Cos’è la Convenzione di Istanbul e perché il ritiro unilaterale da parte della stessa Turchia è agghiacciante? La convenzione di Istanbul è “la convenzione del Consiglio d’Europa sulla prevenzione e la lotta contro la violenza nei confronti delle donne e la violenza domestica”. È stata adottata dal Comitato dei ministri del Consiglio d’Europa il 7 aprile 2011, aperta alla firma l’11 ed è entrata in vigore dopo le prime 10 ratifiche. La ratifica è arrivata finora da 34 Stati, che ora sono giuridicamente vincolati dalle sue disposizioni.
Nel
novembre 2019, il parlamento dell’Unione europea ha adottato una
risoluzione, con 500 voti favorevoli, 91 contrari e 50 astensioni, in cui
ha invitato, tramite il Consiglio europeo, i sette stati membri che
si erano limitati a firmarla senza ratificarla (Bulgaria, Repubblica ceca,
Ungheria, Lituania, Lettonia, Slovacchia, e Regno Unito) a farlo senza indugio.
La
Convenzione di Istanbul è stata definita come “il primo strumento
internazionale giuridicamente vincolante che crea un quadro giuridico completo
per proteggere le donne contro qualsiasi forma di violenza”. È incentrata sulla
prevenzione della violenza domestica, la protezione delle vittime e il
perseguimento dei trasgressori, si caratterizza così la violenza contro le
donne come una violazione dei diritti umani.

COSA SI RICHIEDE –
Ricopia fedelmente il passo del testo sulla Convenzione di Istanbul che va da "Cos’è la Convenzione" a "dalle sue disposizioni.".

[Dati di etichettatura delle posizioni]
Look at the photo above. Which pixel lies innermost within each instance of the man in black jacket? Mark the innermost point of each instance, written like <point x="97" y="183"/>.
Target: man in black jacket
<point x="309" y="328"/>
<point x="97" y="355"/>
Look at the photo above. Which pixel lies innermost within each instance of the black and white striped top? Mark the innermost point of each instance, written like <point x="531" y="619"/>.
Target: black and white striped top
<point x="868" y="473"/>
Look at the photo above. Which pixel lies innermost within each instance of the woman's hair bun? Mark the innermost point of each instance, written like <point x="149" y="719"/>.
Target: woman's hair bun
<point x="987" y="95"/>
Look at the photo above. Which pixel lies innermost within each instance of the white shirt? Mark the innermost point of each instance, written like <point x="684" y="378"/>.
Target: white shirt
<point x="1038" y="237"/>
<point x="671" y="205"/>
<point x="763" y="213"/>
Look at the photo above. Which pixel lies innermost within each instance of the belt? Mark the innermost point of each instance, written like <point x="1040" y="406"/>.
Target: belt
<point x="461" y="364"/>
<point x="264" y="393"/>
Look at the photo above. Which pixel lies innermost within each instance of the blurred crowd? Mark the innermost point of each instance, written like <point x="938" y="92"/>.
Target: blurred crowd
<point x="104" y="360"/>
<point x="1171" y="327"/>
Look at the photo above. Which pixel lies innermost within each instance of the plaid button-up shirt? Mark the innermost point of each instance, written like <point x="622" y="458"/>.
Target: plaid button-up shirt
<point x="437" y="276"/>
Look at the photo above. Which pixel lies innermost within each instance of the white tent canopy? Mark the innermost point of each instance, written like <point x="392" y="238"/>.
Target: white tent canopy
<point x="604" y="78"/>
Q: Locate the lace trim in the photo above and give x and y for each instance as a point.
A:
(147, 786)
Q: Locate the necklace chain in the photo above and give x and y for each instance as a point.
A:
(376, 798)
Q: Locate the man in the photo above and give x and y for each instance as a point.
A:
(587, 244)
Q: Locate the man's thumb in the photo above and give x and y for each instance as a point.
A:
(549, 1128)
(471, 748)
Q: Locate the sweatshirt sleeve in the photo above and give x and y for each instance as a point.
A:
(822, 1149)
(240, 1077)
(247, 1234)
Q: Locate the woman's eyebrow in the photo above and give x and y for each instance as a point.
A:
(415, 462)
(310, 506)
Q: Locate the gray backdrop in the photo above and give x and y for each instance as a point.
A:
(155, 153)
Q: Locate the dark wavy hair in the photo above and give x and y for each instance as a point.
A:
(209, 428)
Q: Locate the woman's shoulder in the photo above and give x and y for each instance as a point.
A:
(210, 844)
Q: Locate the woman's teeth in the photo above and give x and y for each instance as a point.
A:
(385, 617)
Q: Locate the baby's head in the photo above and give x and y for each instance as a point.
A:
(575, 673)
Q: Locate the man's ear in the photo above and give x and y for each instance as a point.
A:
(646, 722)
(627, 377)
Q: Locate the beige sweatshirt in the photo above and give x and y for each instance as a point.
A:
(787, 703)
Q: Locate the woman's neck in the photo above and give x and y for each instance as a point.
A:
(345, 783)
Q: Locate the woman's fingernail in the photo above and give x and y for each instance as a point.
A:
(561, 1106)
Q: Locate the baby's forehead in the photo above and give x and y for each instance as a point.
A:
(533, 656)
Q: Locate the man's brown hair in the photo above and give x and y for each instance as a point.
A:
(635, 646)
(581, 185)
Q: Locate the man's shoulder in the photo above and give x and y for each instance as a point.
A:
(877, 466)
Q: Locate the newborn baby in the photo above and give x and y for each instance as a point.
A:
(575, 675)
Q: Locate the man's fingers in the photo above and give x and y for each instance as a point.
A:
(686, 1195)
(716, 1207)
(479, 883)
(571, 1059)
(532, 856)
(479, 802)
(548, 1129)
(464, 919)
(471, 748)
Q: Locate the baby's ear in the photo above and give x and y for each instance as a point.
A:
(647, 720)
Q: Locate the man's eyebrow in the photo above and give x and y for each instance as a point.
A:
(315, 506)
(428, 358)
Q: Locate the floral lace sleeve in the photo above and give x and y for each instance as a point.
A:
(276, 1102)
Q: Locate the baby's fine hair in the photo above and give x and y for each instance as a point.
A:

SOLUZIONE SCRITTA –
Cos’è la Convenzione di Istanbul e perché il ritiro unilaterale da parte della stessa Turchia è agghiacciante? La convenzione di Istanbul è “la convenzione del Consiglio d’Europa sulla prevenzione e la lotta contro la violenza nei confronti delle donne e la violenza domestica”. È stata adottata dal Comitato dei ministri del Consiglio d’Europa il 7 aprile 2011, aperta alla firma l’11 ed è entrata in vigore dopo le prime 10 ratifiche. La ratifica è arrivata finora da 34 Stati, che ora sono giuridicamente vincolati dalle sue disposizioni.